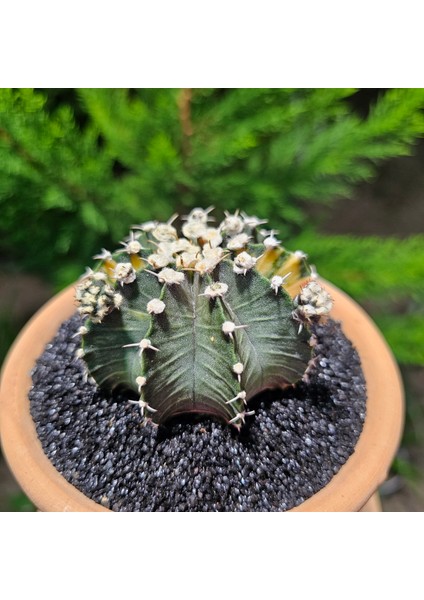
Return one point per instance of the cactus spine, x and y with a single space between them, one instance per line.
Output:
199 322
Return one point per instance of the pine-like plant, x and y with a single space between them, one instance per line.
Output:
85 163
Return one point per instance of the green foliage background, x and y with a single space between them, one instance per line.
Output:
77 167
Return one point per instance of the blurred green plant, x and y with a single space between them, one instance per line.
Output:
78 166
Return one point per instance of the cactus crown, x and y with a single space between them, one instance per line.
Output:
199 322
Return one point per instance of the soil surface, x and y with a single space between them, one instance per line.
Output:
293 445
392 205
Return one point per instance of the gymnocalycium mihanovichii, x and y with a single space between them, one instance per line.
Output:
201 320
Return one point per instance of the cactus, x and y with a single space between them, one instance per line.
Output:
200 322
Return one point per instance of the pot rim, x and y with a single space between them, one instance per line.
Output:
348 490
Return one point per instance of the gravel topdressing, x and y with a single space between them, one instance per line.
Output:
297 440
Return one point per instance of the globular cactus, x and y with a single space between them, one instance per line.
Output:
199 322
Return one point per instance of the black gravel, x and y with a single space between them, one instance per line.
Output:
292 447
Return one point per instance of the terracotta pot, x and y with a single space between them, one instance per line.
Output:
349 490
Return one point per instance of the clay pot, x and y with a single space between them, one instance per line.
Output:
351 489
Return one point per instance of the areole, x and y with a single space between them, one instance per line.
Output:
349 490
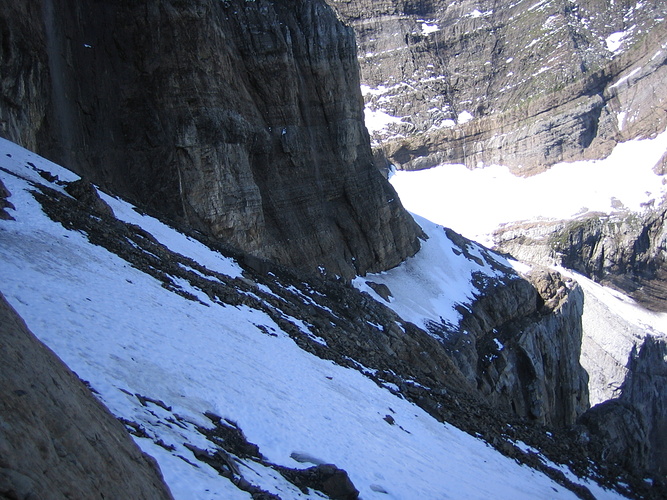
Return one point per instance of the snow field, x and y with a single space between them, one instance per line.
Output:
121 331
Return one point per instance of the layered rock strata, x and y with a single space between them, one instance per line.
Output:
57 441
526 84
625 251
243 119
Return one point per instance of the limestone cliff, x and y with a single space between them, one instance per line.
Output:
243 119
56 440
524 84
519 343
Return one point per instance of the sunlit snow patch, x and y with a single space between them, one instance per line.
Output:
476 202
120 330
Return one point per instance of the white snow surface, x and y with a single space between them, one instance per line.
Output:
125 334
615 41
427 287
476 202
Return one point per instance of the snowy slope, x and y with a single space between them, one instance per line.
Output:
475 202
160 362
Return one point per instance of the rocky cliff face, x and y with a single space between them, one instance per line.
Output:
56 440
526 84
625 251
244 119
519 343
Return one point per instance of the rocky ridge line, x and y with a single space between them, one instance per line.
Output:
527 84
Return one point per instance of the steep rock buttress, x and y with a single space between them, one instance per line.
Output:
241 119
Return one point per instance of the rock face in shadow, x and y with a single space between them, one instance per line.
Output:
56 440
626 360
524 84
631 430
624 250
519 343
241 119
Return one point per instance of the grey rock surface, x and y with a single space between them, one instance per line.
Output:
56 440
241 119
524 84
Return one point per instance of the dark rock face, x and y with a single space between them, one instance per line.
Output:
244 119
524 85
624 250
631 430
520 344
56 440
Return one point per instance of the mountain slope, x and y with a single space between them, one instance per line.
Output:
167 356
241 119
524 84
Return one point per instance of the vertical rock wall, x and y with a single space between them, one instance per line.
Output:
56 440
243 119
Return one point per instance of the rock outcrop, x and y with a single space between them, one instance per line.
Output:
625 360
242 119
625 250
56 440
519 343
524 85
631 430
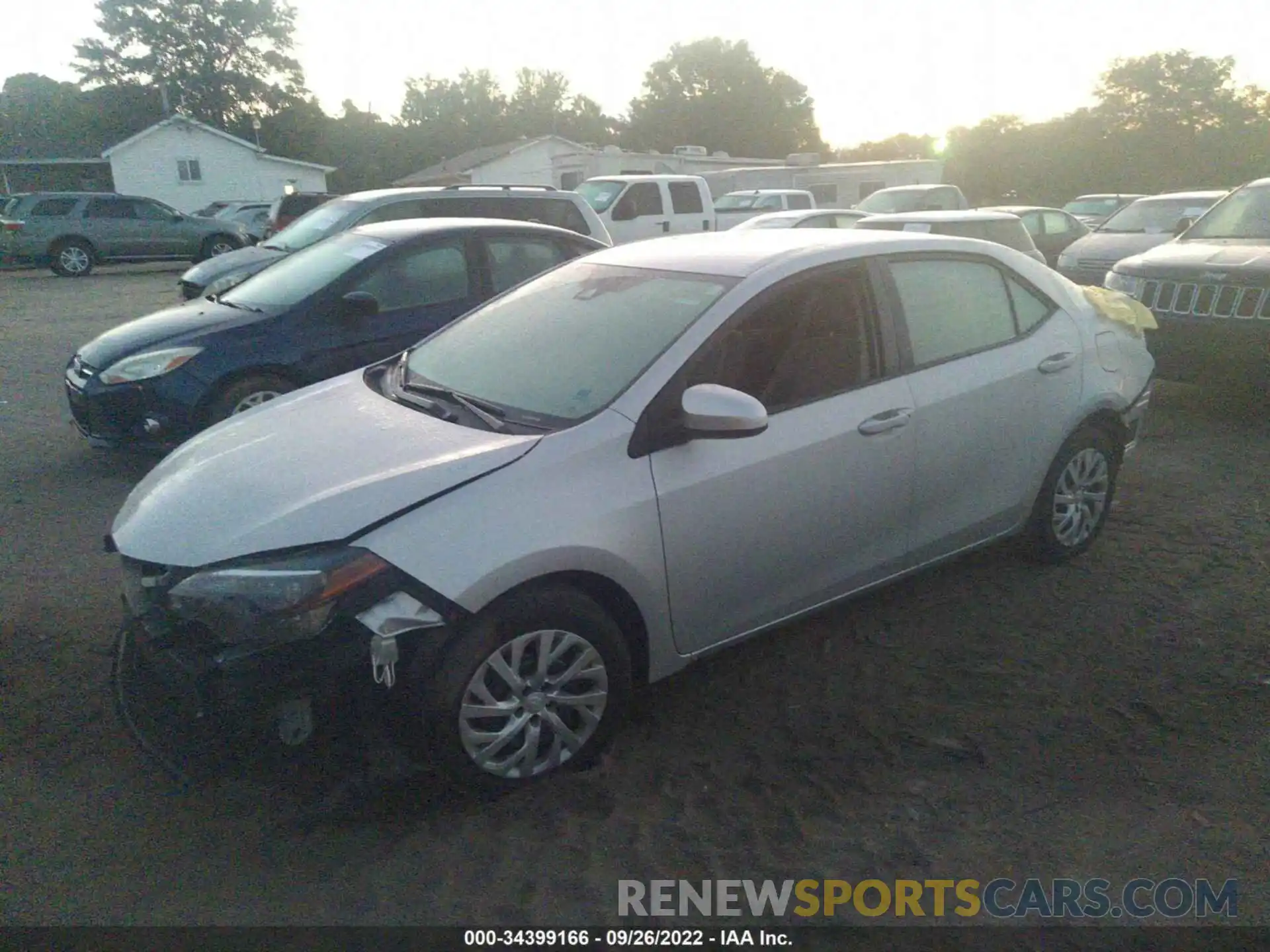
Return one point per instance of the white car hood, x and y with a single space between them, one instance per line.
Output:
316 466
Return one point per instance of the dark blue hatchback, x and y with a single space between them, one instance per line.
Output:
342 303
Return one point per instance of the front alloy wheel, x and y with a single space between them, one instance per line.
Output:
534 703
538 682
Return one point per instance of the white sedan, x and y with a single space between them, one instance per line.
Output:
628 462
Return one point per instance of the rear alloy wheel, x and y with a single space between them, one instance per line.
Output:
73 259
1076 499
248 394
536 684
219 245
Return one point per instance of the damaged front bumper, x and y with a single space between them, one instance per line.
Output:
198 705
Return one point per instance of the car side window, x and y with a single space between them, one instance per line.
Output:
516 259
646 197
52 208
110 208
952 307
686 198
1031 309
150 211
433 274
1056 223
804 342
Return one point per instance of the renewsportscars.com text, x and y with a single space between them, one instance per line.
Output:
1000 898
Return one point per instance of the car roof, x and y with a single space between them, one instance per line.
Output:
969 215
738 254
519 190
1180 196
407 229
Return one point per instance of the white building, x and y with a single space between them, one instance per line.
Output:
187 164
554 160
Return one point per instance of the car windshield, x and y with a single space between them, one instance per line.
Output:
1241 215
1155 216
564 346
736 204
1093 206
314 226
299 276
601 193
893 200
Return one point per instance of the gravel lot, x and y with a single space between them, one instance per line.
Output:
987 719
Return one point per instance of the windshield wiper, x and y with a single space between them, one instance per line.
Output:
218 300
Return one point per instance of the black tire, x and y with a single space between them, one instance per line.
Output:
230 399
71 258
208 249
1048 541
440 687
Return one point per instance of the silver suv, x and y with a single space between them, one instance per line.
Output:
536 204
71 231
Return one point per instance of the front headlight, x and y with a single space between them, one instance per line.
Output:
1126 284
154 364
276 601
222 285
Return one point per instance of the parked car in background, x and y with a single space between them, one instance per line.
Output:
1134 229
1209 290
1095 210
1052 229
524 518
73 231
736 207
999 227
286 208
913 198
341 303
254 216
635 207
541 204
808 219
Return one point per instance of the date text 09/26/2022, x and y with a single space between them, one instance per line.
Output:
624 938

==

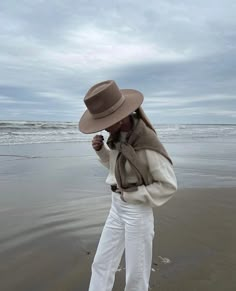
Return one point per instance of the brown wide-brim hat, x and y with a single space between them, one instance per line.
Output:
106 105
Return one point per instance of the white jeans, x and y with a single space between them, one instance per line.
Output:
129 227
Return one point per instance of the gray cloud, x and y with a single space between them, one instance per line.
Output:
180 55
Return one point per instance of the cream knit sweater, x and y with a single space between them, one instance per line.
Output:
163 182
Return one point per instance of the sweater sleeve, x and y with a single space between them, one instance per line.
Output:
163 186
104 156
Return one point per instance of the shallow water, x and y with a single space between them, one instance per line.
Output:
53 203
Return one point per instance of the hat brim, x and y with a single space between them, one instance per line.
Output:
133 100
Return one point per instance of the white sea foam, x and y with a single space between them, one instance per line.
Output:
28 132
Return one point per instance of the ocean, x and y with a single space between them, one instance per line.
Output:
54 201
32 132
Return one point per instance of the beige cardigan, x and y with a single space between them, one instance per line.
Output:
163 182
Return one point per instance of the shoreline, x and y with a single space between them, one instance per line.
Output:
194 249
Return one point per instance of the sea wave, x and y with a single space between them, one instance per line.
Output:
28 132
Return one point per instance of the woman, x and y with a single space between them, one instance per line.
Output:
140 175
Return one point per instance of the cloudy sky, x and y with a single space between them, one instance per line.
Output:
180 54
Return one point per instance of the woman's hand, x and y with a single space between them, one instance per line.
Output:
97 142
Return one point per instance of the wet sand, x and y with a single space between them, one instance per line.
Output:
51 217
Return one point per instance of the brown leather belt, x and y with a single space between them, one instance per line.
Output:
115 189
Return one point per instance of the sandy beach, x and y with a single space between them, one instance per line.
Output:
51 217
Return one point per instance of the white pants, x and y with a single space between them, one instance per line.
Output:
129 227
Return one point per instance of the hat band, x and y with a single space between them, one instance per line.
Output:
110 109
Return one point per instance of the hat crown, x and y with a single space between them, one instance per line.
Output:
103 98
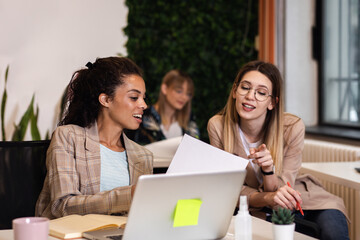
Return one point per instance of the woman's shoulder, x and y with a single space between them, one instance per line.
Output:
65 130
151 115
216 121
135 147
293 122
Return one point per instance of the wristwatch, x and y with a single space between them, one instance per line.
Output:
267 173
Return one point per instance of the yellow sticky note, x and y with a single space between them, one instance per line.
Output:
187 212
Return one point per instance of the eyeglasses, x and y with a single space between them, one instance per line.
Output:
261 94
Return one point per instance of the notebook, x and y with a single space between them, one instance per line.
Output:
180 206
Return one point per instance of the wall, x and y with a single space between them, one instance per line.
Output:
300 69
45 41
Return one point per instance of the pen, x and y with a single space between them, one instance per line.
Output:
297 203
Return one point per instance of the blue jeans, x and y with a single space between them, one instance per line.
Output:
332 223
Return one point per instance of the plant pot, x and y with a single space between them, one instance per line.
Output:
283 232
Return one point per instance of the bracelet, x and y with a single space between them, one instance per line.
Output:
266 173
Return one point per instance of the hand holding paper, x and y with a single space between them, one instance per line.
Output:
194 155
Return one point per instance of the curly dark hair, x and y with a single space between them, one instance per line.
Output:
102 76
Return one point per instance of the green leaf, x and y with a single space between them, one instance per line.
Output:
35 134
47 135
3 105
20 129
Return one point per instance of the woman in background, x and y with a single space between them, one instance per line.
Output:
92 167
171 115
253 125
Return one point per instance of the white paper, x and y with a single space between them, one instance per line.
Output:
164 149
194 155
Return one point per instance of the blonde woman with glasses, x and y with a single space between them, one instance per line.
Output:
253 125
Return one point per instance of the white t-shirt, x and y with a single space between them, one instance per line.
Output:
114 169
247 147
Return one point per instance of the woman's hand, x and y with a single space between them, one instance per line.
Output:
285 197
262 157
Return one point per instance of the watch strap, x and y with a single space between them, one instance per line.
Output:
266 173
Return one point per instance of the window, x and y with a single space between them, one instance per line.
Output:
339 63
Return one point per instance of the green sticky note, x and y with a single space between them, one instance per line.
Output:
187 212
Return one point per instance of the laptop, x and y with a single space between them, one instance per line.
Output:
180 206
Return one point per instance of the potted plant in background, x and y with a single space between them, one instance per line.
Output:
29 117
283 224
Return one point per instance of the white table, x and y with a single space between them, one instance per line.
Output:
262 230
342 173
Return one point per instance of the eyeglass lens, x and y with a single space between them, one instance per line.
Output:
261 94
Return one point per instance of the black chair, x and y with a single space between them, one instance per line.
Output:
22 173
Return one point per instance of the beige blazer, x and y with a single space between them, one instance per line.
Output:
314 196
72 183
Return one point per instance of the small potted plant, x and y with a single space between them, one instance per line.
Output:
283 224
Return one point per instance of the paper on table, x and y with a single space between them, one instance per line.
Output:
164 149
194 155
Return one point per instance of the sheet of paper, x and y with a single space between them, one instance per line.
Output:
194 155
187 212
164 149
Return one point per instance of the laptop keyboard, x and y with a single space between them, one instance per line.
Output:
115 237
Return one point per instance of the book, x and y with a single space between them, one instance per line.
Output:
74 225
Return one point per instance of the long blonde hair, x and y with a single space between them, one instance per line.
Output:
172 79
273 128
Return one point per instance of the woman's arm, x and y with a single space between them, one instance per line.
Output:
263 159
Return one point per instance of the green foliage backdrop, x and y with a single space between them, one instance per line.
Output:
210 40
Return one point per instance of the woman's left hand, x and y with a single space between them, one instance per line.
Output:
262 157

» **The task**
Copy out every line of the entries above that contains the word "brown", leaving all other lines out.

» **Solution**
Return one point per instance of the brown wide-brim hat, x and y with a single space between them, one instance per line.
Return one point per instance of the brown leather belt, x and y with a single space between them, one instance per line.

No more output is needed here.